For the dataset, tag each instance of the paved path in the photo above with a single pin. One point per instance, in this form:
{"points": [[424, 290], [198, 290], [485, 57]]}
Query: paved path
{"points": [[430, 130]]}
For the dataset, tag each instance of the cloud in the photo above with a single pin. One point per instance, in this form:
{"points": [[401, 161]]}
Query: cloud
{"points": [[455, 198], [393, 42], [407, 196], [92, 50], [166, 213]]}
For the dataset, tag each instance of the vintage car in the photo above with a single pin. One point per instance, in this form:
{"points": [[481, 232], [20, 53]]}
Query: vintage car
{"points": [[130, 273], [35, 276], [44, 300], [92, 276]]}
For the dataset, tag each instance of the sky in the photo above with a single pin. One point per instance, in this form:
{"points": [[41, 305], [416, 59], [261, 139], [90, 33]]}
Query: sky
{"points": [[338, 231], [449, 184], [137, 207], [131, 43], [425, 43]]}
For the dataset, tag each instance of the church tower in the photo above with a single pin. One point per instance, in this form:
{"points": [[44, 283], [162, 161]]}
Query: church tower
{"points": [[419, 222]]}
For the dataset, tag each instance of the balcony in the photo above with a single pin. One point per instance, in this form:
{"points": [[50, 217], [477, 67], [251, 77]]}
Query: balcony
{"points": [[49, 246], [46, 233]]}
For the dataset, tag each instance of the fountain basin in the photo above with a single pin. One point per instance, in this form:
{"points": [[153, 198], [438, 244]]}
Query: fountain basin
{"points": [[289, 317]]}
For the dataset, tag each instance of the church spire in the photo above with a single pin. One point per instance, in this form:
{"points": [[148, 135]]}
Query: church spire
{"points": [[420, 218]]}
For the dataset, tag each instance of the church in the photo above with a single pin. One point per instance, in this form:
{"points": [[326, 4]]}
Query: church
┄┄┄┄┄┄┄┄┄┄┄┄┄┄┄┄┄┄┄┄
_Written request:_ Reproduce the material above unchanged, everything from the line containing "For the dataset, tag each instance of the sky" down to the end of the material, both ends included.

_Exercise result:_
For the dataset, tag each instance of the sky in the photo above with a single pin. One point per instance, in this form:
{"points": [[41, 305], [416, 59], [261, 139], [90, 33]]}
Query: sky
{"points": [[338, 231], [449, 184], [137, 207], [131, 43], [425, 43]]}
For the dataset, tag each instance of the church tower in the photo above with a single pin. One point per instance, in this form:
{"points": [[44, 283], [162, 161]]}
Query: church tower
{"points": [[419, 222]]}
For the dataset, tag each instance of the balcony in the photo above with a single pin. One point per instance, in this form:
{"points": [[50, 217], [477, 67], [251, 77]]}
Query: balcony
{"points": [[49, 246], [46, 233]]}
For the dataset, tag each instance of the fountain basin in the photo above with a single pin. One point per instance, in this form:
{"points": [[153, 198], [438, 244]]}
Query: fountain basin
{"points": [[289, 317]]}
For the dataset, tag each instance of the church spire in the photo above with a single pin. One point per instance, in this form:
{"points": [[148, 135]]}
Query: church spire
{"points": [[420, 218]]}
For the dataset, tag each instance of the church in the photo above with a single pin. One point per instance, in this form:
{"points": [[326, 4]]}
Query: church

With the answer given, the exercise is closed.